Objective
Please copy the lines below verbatim, starting at the line with "Where can the brown" and continuing up to and including the line with "column 182, row 160".

---- Recorded information

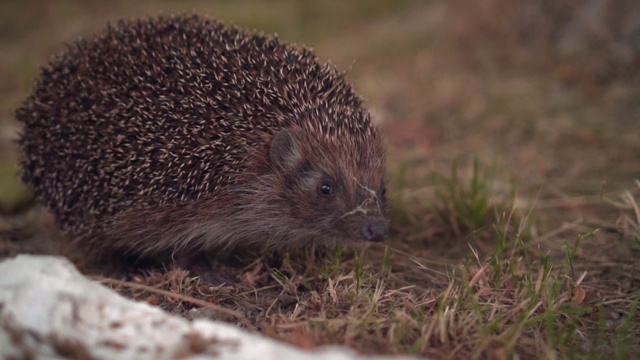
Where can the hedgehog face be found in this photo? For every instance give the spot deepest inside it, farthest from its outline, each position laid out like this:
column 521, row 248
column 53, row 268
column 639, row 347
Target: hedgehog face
column 331, row 188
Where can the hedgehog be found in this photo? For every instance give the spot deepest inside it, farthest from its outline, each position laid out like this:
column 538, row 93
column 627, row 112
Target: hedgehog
column 180, row 133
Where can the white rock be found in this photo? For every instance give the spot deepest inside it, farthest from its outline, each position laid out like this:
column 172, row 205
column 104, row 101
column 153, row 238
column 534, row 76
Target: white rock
column 48, row 310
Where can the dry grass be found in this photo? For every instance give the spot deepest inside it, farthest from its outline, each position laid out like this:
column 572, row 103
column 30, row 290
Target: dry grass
column 513, row 163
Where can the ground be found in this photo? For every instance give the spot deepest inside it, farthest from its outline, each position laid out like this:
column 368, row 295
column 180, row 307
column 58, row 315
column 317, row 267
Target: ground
column 513, row 137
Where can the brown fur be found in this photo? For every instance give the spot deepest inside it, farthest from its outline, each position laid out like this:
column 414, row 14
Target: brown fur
column 182, row 160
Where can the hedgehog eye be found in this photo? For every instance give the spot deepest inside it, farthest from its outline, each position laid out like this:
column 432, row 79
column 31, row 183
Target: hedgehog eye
column 326, row 189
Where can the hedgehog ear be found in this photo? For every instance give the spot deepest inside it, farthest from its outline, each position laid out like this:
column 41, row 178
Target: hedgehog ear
column 284, row 151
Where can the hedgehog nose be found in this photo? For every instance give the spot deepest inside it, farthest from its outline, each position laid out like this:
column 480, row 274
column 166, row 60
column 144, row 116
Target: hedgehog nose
column 374, row 230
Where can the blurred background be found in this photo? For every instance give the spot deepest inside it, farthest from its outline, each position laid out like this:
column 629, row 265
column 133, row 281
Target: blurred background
column 547, row 91
column 506, row 122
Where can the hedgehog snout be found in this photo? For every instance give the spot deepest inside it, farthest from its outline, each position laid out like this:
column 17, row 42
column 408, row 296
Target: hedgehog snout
column 375, row 230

--------

Written reply
Where can the brown fur be found in this photo? For every instance give the spot deepest inside it, farthest from its outline, each position laid out like this:
column 414, row 14
Target: brown fur
column 182, row 160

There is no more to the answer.